- _Stated goal_
Output the lines of the records below word for word, but leave out the pictures.

-- START OF Task input --

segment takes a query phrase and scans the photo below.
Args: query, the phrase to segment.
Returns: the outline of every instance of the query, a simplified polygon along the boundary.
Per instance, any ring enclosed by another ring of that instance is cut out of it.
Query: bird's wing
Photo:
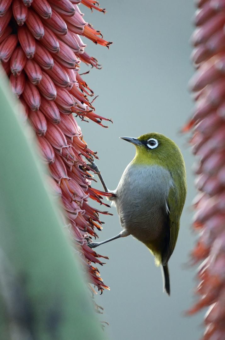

-- END OF Task input --

- _Worked answer_
segment takes a query phrase and scans the photo below.
Args: query, the phrase to segment.
Returns: the outline of every instance of the query, a simplified polygon along the boundary.
Per instance, any ring enclosed by another ring of that instance is cut out of it.
Query: bird's wing
Photo:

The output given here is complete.